**Your task:** List every line of the records below that contains the word "branch", with case counting.

**Data entries:**
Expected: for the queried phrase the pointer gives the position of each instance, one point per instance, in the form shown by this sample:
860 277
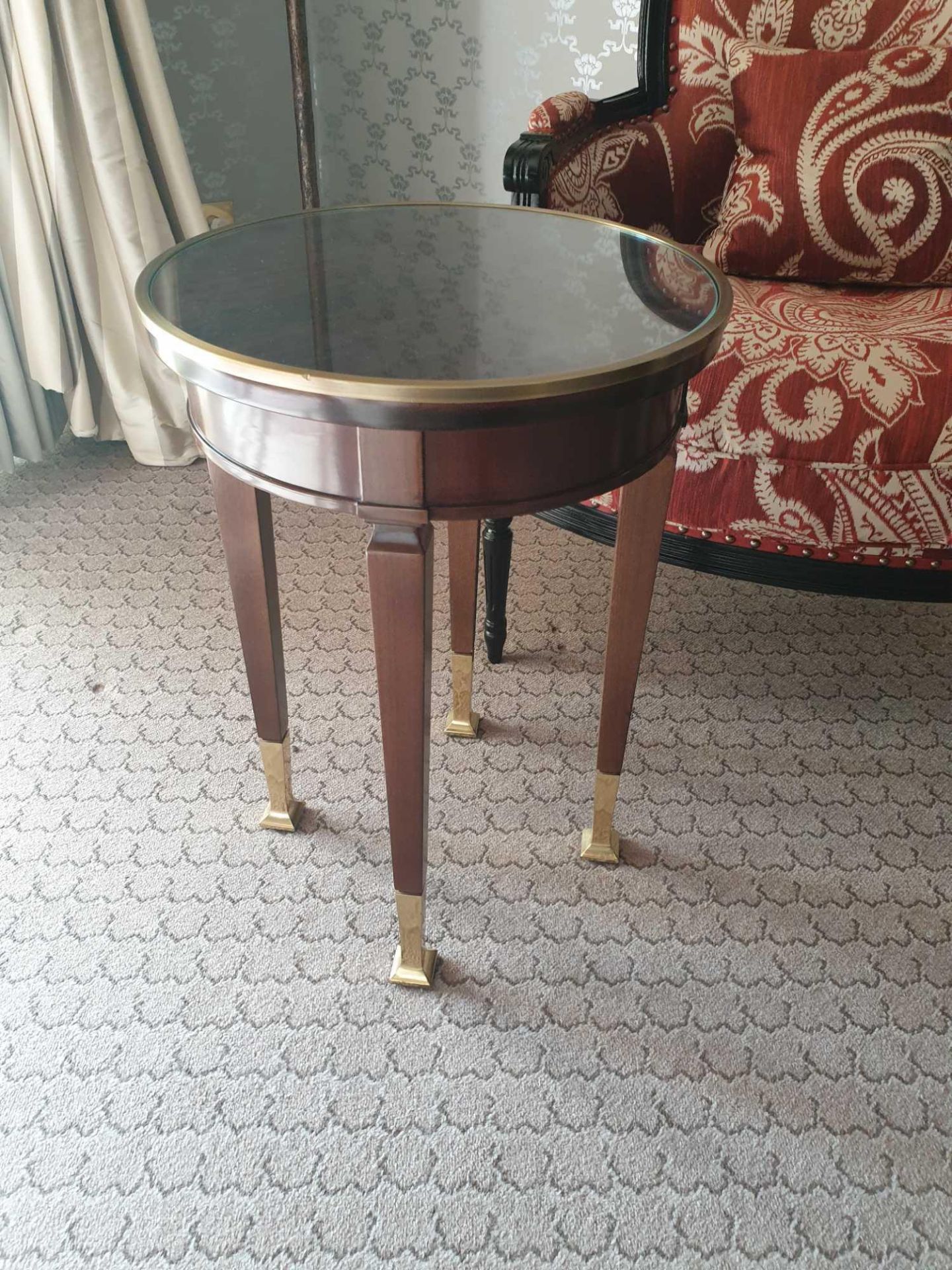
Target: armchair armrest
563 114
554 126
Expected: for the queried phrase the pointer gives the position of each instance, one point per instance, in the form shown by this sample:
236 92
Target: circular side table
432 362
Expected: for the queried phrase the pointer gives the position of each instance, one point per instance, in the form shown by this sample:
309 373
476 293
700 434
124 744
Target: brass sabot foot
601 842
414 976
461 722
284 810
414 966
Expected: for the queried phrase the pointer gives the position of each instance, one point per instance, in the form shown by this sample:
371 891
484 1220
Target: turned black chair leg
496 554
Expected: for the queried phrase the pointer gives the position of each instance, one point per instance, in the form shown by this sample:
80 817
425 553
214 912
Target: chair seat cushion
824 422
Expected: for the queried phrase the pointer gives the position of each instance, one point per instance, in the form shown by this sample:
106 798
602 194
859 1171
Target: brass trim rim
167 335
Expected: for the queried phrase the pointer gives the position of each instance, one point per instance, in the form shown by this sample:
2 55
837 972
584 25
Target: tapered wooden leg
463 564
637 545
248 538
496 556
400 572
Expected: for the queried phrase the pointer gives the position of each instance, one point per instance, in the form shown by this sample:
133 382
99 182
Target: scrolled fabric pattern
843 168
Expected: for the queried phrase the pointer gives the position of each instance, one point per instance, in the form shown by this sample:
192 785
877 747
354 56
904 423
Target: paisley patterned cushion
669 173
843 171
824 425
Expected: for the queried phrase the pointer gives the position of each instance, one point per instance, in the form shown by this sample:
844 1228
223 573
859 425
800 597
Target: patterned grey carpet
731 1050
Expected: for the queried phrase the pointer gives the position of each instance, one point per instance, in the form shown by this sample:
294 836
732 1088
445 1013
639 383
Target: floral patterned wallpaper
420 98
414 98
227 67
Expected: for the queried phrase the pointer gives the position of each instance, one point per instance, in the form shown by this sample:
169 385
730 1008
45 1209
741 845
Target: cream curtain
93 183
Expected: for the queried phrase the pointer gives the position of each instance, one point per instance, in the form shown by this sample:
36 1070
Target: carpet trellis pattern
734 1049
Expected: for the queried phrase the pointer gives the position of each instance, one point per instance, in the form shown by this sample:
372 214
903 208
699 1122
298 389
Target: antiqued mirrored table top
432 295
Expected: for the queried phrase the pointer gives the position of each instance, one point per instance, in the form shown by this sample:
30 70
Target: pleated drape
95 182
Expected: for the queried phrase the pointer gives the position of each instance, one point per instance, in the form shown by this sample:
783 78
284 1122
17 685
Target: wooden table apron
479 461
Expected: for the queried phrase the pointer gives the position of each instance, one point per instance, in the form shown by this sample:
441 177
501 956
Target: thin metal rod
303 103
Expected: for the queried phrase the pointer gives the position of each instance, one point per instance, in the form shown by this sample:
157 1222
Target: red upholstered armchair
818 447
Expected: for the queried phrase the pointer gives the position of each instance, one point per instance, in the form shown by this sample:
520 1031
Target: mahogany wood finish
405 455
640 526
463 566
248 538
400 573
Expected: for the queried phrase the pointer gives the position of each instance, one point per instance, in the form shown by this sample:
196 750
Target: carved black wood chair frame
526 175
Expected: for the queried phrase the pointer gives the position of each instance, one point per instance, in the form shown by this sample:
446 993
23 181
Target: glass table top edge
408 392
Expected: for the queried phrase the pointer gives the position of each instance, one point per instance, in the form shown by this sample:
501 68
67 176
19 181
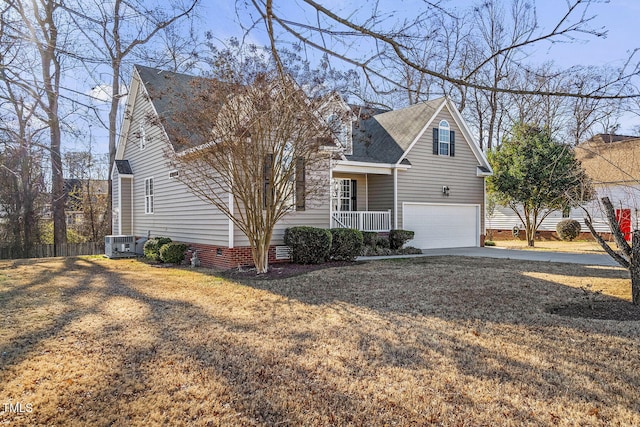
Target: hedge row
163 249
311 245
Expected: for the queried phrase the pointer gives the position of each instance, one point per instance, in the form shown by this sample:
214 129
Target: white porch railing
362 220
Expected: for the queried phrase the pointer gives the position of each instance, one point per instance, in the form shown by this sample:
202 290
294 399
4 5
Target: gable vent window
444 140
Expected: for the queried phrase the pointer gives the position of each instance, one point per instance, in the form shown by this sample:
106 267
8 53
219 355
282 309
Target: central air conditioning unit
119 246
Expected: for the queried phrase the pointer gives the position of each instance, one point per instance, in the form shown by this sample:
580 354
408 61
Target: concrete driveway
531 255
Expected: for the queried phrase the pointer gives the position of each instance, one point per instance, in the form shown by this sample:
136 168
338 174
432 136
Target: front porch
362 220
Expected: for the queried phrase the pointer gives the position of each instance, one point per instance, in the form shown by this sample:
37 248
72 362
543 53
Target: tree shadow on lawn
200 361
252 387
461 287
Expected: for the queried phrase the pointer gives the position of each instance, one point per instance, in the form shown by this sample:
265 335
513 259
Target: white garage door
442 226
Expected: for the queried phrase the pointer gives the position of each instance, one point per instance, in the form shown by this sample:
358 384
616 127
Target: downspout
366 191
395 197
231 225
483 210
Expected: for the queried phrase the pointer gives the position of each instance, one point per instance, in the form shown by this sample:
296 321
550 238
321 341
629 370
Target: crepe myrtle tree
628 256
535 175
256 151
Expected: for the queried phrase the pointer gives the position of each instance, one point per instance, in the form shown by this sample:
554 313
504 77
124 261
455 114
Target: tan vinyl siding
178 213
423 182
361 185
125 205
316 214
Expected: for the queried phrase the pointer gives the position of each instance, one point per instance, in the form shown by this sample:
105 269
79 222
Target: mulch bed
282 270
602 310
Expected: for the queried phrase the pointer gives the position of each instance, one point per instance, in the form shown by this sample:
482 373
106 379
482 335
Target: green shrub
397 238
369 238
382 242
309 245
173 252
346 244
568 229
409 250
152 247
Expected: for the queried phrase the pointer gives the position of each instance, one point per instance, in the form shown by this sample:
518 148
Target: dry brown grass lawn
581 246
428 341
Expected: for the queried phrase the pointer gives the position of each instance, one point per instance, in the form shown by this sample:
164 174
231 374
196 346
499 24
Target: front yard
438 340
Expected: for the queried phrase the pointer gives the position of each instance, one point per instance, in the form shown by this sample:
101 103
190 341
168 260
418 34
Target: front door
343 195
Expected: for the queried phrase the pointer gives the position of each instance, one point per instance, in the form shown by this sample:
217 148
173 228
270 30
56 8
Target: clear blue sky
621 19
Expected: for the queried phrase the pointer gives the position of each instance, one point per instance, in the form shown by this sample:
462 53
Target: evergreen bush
--
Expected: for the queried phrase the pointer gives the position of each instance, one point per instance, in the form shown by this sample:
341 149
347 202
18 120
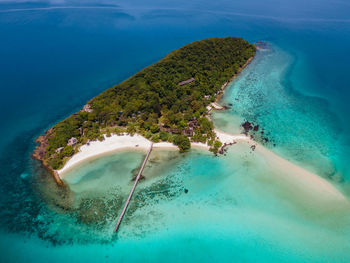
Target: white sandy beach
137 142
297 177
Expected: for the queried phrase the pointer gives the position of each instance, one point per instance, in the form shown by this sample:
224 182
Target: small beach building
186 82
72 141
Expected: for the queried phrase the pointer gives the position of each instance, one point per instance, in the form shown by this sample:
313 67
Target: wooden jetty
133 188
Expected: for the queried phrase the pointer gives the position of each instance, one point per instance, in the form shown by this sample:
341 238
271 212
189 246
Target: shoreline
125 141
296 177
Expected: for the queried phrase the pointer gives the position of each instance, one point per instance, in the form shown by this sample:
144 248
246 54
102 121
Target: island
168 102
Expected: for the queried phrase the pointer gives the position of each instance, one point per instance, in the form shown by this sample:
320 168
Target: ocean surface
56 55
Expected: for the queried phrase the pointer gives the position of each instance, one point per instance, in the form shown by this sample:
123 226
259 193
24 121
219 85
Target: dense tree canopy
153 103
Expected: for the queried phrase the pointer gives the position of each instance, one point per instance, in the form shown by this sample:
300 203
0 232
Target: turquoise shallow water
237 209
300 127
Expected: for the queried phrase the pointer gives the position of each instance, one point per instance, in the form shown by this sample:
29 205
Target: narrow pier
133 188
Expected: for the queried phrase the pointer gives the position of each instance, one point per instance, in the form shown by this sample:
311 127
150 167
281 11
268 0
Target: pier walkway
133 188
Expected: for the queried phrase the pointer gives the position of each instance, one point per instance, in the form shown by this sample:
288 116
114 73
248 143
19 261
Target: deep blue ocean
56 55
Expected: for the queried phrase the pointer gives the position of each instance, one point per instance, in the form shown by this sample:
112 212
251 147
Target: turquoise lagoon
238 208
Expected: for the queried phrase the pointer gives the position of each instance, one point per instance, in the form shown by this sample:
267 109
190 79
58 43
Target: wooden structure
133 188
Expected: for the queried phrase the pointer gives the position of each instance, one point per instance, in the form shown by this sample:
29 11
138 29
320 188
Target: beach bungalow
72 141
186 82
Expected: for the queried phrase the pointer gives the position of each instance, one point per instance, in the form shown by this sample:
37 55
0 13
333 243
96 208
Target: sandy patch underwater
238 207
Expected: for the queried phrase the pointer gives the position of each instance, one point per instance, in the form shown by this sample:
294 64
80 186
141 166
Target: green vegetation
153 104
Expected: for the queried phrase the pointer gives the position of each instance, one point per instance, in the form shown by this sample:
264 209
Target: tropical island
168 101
---
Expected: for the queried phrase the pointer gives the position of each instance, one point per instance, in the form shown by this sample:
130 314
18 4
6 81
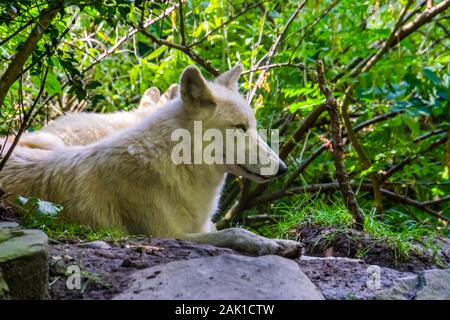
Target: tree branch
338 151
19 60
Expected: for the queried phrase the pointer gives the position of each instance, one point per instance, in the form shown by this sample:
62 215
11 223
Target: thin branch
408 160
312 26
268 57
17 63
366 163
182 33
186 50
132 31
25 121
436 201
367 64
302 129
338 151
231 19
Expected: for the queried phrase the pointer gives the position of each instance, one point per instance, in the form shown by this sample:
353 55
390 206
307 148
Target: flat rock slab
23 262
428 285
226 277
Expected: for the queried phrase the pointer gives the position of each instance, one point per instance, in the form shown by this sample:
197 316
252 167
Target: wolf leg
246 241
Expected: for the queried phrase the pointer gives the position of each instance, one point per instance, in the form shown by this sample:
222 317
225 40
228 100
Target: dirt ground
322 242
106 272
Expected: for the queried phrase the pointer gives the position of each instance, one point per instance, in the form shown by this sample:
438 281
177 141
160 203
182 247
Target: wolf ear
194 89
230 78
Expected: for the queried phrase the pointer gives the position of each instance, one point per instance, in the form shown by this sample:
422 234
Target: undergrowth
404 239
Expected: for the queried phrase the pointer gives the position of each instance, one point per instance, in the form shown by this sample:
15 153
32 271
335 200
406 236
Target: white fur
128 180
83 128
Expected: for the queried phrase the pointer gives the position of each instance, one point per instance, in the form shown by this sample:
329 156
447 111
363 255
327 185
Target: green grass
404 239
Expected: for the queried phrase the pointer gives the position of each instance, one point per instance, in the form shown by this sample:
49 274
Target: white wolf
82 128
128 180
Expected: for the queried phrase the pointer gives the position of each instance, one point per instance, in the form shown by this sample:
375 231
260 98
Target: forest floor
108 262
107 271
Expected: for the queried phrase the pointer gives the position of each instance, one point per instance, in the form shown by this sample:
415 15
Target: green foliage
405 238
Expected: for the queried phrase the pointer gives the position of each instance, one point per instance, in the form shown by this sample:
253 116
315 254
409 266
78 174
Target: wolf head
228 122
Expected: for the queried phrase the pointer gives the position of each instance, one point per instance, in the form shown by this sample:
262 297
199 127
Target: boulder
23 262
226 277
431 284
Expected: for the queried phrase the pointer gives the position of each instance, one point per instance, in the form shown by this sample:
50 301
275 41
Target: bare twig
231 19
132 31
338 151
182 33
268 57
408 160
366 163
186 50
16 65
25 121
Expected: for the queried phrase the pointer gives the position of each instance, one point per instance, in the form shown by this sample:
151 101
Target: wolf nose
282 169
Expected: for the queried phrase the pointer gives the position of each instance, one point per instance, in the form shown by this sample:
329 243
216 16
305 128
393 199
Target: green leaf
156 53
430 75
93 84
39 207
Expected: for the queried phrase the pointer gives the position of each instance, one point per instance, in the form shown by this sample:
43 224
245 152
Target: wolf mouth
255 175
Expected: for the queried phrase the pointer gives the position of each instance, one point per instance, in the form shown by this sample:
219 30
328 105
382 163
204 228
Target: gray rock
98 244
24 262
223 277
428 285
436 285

**Completed exercise:**
Target: tree branch
Target: thin branch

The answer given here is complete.